--- Text passage ---
Template:Maya2017 Nurbs Theory

From TOI-Pedia

NURBS Theory

Curves as basis for geometry

Certain properties of NURBS geometry make the NURBS perfectly suitable for designing complex geometries like double curves surfaces. The form freedom which NURBS supports and the possibilities to adjust them give the designer a wide range of 3 dimensional forms to explore. To be able to make the right decision a designer will need a basic understanding of the topology of the geometry which will be used in the design process. NURBS geometry are widely used in computer aided design CAD, computer aided manufacturing CAM and computer aided engineering CAE software. It supports industry standards like IGES, STEP and ACIS. The ability to intuitively and predictable adjust the curves and surfaces make it an power full geometry suitable for design.The NURBS are a generalized derivative of the Bezier curve. ( Pierre Bezier worked as engineer for Renault , development started in the 1960’s to find a method to represent curved lines and surfaces for car design).
--- Information given ---
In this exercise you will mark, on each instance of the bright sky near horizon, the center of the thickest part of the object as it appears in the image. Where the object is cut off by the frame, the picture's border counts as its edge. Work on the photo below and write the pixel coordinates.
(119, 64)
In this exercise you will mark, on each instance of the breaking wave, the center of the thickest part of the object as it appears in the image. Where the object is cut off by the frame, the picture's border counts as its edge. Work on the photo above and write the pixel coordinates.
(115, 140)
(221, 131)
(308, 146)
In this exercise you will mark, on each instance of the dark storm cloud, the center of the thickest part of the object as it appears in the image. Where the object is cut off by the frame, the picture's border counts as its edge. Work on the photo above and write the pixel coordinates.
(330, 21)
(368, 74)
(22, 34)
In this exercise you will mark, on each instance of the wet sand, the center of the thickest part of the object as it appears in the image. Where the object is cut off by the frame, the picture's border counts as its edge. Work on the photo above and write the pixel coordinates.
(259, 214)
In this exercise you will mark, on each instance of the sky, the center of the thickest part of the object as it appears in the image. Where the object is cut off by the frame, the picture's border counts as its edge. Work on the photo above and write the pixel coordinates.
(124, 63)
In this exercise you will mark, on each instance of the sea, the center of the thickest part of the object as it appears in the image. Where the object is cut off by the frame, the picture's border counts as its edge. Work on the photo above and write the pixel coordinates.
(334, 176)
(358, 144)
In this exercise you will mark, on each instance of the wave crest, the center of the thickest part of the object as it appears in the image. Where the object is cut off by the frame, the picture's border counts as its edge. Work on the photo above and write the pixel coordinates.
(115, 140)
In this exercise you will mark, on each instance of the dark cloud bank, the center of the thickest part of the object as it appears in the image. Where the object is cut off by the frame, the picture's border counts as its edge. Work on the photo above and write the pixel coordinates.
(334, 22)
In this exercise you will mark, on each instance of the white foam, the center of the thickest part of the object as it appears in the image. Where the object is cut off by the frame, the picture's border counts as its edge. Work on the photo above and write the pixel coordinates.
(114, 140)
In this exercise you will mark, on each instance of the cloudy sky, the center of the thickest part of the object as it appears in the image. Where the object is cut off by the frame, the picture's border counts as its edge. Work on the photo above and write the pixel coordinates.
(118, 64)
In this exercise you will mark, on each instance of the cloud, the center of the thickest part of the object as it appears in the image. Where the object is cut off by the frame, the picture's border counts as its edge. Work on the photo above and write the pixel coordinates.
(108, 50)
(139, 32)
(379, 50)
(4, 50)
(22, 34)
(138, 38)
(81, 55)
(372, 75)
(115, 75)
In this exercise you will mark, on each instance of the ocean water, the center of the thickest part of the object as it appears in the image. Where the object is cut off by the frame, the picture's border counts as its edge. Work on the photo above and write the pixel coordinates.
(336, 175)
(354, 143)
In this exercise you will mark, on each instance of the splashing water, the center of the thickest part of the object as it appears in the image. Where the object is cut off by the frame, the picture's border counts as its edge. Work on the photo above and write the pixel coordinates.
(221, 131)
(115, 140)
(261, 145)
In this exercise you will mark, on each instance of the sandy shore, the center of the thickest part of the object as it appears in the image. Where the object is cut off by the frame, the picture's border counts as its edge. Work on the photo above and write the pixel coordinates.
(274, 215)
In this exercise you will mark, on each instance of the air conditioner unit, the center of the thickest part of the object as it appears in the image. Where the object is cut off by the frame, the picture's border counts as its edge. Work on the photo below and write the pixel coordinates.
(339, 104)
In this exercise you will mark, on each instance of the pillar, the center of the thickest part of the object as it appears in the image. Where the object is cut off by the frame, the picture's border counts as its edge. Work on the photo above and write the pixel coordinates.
---
◆ Written instruction 1
Convert the rows into a numbered list with blank lines dropped. Begin at the line that has "of the cloudy" and stop after the last of the rows.
◆ Written instruction 2
Carry on the NURBS theory text from where it stops.

◆ Written reply 1
1. In this exercise you will mark, on each instance of the cloudy sky, the center of the thickest part of the object as it appears in the image. Where the object is cut off by the frame, the picture's border counts as its edge. Work on the photo above and write the pixel coordinates.
2. (118, 64)
3. In this exercise you will mark, on each instance of the cloud, the center of the thickest part of the object as it appears in the image. Where the object is cut off by the frame, the picture's border counts as its edge. Work on the photo above and write the pixel coordinates.
4. (108, 50)
5. (139, 32)
6. (379, 50)
7. (4, 50)
8. (22, 34)
9. (138, 38)
10. (81, 55)
11. (372, 75)
12. (115, 75)
13. In this exercise you will mark, on each instance of the ocean water, the center of the thickest part of the object as it appears in the image. Where the object is cut off by the frame, the picture's border counts as its edge. Work on the photo above and write the pixel coordinates.
14. (336, 175)
15. (354, 143)
16. In this exercise you will mark, on each instance of the splashing water, the center of the thickest part of the object as it appears in the image. Where the object is cut off by the frame, the picture's border counts as its edge. Work on the photo above and write the pixel coordinates.
17. (221, 131)
18. (115, 140)
19. (261, 145)
20. In this exercise you will mark, on each instance of the sandy shore, the center of the thickest part of the object as it appears in the image. Where the object is cut off by the frame, the picture's border counts as its edge. Work on the photo above and write the pixel coordinates.
21. (274, 215)
22. In this exercise you will mark, on each instance of the air conditioner unit, the center of the thickest part of the object as it appears in the image. Where the object is cut off by the frame, the picture's border counts as its edge. Work on the photo below and write the pixel coordinates.
23. (339, 104)
24. In this exercise you will mark, on each instance of the pillar, the center of the thickest part of the object as it appears in the image. Where the object is cut off by the frame, the picture's border counts as its edge. Work on the photo above and write the pixel coordinates.

◆ Written reply 2
Deformation of planks
Curves as basis for geometry


Bend lines created in Maya and Rhino are called CURVES, that are based on Bezier Curves and are used as the basis for NURBS and Polygon modeling within Maya or only as basis for NURBS modelling in Rhino. The way the curves are defined makes is possible to draw straight lines and smooth curves. The concept of the structure of the lines where inspired on techniques used in the shipbuilding industry at the beginning of the 19th century. The wooden planks of the ships hull where bend by adding weights at different points on the plank. The amount of bend of shape of the bend could be adjusted by increasing the weight or the position of the weights.







Degree

The concept of deformation was digitally implemented in to the curves definition. With the effect that the curve in not only defined by the start and end point of the line but also by the weights between the two. These position and strength of the weights will determine the amount of bending of the curve. The amount of weights between the start and end point are defined by the Degree. Degree 1 will mean that there are only the start and the end point. This will generate a straight line. Degree 3 will contain next to the start and end points two weights to define the curve. By increasing the degree more weights are added and the possibility to deform the line will increase.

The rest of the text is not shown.